* **WORKING DATA**
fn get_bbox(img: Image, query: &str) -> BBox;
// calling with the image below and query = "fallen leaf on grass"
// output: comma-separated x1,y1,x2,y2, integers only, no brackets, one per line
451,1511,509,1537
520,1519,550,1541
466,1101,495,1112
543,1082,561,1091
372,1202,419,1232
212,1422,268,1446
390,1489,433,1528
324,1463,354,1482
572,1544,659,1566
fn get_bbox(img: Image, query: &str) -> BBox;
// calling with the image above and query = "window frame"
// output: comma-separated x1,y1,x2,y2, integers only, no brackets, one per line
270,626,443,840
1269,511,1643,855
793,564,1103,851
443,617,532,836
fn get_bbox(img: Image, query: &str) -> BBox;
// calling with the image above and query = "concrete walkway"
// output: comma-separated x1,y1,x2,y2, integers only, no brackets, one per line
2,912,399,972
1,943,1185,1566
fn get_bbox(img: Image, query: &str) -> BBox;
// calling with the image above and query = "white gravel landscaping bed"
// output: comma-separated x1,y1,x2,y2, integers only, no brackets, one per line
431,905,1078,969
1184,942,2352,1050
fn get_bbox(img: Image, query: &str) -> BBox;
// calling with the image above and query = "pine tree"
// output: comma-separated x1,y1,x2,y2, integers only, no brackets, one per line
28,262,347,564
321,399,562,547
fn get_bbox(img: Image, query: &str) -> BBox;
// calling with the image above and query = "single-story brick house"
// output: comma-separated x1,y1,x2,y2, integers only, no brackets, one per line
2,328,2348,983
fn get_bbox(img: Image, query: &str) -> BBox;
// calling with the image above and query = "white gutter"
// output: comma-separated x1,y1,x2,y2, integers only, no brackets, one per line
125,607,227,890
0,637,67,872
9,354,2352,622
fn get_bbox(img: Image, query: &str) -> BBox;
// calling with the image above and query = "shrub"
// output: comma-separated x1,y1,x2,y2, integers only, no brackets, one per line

* **HOW TO COMPLETE THIS TASK**
Give the count of lines in the listing that hold the word "white", and nothing else.

* **EXERCISE OUTPUT**
2